- REQUIREMENT
Turn the data below, starting at its first line and ending at the line that contains "<point>138,505</point>", into a JSON list of strings with one string per line and blank lines omitted.

☆ ☆ ☆

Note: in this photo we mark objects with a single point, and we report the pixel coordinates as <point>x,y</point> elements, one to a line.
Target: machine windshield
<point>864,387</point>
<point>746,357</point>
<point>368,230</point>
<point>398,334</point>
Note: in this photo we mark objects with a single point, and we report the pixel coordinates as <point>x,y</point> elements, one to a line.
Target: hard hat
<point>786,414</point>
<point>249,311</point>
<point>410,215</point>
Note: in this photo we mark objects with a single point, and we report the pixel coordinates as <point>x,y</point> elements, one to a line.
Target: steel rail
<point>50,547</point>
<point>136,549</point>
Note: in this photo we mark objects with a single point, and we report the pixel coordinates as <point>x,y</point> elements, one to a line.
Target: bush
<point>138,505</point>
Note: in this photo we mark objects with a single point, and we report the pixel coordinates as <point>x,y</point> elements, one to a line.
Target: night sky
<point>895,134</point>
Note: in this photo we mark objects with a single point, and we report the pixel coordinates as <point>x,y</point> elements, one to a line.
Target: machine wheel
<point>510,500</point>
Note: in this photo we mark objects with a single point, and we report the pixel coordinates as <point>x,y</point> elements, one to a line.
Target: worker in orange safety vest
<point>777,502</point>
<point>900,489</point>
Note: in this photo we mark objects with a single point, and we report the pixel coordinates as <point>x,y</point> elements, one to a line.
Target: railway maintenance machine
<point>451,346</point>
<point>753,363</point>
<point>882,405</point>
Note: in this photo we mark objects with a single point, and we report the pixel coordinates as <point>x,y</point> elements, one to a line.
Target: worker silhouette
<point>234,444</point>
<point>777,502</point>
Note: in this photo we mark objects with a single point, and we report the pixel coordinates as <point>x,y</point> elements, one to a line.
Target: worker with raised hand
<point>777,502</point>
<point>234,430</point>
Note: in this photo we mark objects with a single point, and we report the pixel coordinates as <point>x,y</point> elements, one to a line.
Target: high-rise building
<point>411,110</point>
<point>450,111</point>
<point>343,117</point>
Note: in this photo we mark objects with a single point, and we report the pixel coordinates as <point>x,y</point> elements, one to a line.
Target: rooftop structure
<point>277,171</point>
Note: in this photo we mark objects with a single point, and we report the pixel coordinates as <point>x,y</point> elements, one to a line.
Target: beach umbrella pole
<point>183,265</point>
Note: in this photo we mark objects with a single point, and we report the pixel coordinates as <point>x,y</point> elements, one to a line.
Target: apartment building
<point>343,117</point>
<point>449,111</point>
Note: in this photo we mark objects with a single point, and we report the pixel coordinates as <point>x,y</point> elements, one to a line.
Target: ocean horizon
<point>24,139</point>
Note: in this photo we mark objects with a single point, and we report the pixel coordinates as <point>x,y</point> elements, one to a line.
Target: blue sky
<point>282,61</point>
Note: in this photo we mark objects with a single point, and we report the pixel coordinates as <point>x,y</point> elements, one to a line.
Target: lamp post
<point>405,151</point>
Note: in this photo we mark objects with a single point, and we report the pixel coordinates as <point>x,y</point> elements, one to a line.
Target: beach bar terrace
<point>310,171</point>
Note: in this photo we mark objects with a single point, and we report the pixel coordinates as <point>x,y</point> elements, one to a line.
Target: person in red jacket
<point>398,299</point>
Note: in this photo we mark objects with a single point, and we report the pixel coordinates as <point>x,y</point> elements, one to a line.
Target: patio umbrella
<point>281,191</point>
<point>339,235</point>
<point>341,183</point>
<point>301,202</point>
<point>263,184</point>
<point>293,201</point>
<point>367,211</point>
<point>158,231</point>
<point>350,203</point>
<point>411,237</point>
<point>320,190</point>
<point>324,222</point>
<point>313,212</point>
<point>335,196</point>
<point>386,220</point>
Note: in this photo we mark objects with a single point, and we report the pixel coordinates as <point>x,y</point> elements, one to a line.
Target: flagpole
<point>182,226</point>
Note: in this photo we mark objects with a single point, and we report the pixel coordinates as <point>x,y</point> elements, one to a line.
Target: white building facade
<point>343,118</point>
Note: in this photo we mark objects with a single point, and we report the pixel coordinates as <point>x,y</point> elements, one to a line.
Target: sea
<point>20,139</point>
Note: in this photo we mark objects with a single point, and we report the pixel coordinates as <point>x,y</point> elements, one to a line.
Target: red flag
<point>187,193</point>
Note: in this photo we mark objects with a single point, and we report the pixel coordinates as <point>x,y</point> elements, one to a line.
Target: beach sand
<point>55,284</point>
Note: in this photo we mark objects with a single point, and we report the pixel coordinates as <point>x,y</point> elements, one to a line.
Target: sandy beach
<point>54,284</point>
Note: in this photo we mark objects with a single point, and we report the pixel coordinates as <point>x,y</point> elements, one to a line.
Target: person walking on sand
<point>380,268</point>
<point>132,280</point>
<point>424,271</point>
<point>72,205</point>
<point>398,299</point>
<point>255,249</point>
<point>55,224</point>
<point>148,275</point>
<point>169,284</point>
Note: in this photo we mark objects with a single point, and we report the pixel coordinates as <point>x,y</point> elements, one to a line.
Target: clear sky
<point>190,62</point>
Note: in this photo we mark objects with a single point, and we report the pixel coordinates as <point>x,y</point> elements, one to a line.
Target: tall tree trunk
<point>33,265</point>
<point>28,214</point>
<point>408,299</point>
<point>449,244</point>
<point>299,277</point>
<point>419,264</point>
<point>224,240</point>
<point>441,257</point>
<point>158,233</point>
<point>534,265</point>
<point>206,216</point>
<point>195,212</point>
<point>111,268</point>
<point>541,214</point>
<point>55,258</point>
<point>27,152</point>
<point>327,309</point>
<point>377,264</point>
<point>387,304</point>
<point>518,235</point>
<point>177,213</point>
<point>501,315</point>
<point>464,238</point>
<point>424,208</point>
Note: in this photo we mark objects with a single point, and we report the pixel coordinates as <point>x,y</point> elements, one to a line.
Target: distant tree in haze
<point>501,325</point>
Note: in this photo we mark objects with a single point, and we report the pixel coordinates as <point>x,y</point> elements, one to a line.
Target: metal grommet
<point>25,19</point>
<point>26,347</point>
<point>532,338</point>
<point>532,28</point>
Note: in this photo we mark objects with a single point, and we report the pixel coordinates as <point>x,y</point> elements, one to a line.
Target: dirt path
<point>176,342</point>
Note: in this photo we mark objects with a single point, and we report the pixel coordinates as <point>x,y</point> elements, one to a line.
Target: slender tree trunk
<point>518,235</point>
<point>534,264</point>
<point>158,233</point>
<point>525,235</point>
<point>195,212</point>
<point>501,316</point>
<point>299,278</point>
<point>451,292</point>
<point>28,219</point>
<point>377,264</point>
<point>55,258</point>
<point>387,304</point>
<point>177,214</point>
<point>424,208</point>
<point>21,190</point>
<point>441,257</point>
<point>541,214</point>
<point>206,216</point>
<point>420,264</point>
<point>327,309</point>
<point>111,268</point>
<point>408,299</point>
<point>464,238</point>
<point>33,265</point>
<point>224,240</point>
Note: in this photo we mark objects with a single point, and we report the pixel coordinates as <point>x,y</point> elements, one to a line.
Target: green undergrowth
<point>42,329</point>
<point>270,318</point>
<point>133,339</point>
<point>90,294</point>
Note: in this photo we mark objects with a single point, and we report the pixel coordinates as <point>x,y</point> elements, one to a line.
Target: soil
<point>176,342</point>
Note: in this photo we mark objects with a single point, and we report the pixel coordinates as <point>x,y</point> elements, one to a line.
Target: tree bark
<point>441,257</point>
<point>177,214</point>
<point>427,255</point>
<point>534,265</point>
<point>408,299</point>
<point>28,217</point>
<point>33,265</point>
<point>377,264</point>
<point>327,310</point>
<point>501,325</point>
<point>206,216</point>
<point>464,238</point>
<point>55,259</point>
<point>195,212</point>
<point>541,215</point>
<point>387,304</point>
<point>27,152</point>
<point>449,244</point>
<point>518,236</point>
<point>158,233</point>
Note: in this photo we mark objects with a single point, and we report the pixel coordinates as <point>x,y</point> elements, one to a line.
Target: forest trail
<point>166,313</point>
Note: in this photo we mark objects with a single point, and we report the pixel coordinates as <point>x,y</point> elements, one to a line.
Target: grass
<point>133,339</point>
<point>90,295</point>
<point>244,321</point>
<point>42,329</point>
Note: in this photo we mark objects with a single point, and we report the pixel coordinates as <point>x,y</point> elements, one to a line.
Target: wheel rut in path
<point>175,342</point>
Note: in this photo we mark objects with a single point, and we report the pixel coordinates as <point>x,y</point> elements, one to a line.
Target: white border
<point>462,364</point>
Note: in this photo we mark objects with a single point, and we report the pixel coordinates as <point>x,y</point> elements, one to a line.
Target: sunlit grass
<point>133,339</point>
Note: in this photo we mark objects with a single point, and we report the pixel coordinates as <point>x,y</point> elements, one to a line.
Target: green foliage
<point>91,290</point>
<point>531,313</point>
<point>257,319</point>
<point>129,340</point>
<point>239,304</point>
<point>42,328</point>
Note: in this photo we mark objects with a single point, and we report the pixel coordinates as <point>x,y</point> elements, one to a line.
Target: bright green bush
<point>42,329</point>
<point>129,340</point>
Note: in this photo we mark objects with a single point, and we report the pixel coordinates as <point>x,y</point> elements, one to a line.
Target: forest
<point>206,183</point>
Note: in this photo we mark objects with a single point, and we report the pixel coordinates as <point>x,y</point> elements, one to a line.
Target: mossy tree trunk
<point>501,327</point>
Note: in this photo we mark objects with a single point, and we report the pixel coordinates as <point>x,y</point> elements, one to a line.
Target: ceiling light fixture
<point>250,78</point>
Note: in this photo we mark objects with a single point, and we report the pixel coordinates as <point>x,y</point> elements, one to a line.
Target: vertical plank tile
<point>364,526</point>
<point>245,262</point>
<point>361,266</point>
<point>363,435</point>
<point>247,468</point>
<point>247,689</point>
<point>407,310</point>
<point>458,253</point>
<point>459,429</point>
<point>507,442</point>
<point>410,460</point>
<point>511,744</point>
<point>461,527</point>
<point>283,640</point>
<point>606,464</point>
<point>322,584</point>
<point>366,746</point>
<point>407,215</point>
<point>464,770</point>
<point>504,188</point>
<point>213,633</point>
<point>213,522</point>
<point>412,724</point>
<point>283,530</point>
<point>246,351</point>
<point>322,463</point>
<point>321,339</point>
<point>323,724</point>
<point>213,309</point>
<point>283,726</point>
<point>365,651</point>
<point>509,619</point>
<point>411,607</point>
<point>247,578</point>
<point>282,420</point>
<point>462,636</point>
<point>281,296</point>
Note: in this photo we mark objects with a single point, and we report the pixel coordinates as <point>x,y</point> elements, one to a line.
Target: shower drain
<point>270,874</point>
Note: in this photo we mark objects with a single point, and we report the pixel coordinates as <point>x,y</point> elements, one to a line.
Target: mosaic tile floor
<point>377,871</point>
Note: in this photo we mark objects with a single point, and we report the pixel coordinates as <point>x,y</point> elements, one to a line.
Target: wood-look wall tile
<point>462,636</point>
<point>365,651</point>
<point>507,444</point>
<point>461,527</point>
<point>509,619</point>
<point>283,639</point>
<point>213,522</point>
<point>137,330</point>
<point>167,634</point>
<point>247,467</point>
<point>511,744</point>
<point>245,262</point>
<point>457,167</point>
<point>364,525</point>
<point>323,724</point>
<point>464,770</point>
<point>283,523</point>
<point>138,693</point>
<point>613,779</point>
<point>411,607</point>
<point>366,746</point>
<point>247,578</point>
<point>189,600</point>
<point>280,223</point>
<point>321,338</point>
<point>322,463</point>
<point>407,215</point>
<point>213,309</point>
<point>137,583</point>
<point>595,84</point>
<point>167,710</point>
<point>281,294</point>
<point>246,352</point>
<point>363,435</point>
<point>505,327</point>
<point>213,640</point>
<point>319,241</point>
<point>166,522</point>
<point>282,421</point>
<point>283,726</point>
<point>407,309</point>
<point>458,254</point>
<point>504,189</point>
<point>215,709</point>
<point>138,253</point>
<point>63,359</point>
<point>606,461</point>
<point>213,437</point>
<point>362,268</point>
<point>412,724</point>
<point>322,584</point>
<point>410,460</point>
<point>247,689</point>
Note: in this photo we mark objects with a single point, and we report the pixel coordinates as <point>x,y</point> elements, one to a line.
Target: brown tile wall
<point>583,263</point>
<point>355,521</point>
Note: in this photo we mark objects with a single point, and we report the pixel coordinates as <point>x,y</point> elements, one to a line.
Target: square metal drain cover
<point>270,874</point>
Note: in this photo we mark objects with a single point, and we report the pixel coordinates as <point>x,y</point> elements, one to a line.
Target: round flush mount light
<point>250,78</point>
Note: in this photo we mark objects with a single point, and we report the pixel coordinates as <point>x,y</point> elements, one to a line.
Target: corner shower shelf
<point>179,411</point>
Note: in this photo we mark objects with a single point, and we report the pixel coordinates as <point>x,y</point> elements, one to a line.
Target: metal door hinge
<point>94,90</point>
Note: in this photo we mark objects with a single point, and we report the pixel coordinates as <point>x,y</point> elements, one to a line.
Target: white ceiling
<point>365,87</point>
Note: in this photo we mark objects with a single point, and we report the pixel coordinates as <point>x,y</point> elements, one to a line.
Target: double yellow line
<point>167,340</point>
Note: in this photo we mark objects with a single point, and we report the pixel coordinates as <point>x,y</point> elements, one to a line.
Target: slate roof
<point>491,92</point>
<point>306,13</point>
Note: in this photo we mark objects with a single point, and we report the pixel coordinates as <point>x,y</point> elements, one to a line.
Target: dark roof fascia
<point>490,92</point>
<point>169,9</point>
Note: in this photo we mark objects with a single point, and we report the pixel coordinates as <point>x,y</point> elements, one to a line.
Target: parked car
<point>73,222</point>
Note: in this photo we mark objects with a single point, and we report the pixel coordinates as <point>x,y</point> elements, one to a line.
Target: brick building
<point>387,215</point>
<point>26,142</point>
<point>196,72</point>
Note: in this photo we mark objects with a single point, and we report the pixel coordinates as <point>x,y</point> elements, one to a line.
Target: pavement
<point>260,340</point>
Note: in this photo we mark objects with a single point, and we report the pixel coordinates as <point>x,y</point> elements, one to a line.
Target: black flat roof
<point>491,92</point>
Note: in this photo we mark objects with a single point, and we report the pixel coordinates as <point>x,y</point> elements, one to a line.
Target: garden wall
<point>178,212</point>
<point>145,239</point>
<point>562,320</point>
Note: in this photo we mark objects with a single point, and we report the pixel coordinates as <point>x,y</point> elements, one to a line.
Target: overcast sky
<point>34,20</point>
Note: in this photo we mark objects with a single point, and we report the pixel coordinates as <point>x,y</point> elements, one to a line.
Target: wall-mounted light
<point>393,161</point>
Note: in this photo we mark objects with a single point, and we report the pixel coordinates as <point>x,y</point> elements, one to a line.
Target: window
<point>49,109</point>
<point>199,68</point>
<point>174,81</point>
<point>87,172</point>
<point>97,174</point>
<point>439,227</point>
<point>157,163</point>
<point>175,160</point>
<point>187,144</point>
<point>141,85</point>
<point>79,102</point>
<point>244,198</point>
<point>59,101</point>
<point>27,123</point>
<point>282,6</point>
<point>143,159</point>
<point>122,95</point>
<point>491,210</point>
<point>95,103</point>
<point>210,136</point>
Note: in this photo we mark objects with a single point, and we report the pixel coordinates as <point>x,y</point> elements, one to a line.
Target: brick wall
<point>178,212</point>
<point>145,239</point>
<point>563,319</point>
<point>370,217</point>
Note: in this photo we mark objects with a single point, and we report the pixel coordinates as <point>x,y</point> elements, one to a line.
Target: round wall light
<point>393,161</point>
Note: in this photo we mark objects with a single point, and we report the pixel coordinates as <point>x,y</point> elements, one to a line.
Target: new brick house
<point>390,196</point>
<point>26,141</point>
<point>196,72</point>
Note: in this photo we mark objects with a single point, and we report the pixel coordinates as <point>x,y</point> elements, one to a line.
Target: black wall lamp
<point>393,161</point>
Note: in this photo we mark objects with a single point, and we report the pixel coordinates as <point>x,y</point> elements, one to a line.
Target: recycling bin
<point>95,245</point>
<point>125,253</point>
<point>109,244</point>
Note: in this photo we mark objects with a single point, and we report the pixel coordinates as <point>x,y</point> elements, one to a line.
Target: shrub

☆ ☆ ☆

- SOLUTION TO THIS EXERCISE
[
  "Note: in this photo we mark objects with a single point, and we report the pixel coordinates as <point>x,y</point> elements, one to a line.",
  "Target: machine windshield",
  "<point>864,387</point>",
  "<point>746,357</point>",
  "<point>368,230</point>",
  "<point>398,334</point>",
  "Note: in this photo we mark objects with a single point, and we report the pixel coordinates as <point>x,y</point> elements, one to a line.",
  "Target: hard hat",
  "<point>786,414</point>",
  "<point>249,311</point>",
  "<point>410,215</point>",
  "Note: in this photo we mark objects with a single point, and we report the pixel coordinates as <point>x,y</point> elements, one to a line.",
  "Target: steel rail",
  "<point>50,547</point>",
  "<point>136,549</point>",
  "Note: in this photo we mark objects with a single point, and we report the pixel coordinates as <point>x,y</point> elements, one to a line.",
  "Target: bush",
  "<point>138,505</point>"
]